信頼していたのに…ぷつっと何かが切れた

夫は同僚と飲みに行くことも多かった。私も夫の会社と仕事で関わっており、知っている人たちばかりなので、彼は「〇〇さんと飲みに行ってくる」と名前で伝えてくる。それも必要なことだと思っていたので、夕飯が要るか要らないかだけ分かれば、普段は「いってらっしゃい」とすんなり受け入れていた。

しかし、その時ばかりはなぜか引っかかったのだ。名前を言わないことも変だし、表情なのか声色なのか、なんだかいつもとは違う気配を感じた。直感としかいいようがないかもしれない。私は見ていたドラマを止め、真正面から夫を見つめた。

「後輩って誰? てか、私もメンタルしんどいんですけど」

夫はきょろきょろと目を泳がせ「誰って……ナミの知らない後輩だよ……」と曖昧に答える。明らかに様子がおかしい。
* * * * *
◆ **課題内容**:
次の(a)〜(c)が本文の内容と合っているか、「はい」か「いいえ」で答えてください。それぞれ判断の決め手となる本文の語句をそのまま引用してください。
(a) 夫は同僚と飲みに行くとき、普段は相手の名前を伝えていた。
(b) 「私」は夫と話すあいだも、ドラマを見続けていた。
(c) 夫は後輩が誰なのかをはっきり答えた。
資料は解答に使いません。

◆ **提供データ**:
* * * * *
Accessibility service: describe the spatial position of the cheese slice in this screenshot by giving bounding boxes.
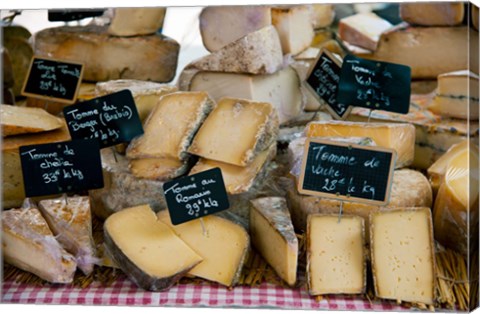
* * * * *
◆ **正しい出力**:
(a) はい。「名前で伝えてくる」
(b) いいえ。「私は見ていたドラマを止め、真正面から夫を見つめた。」
(c) いいえ。「曖昧に答える」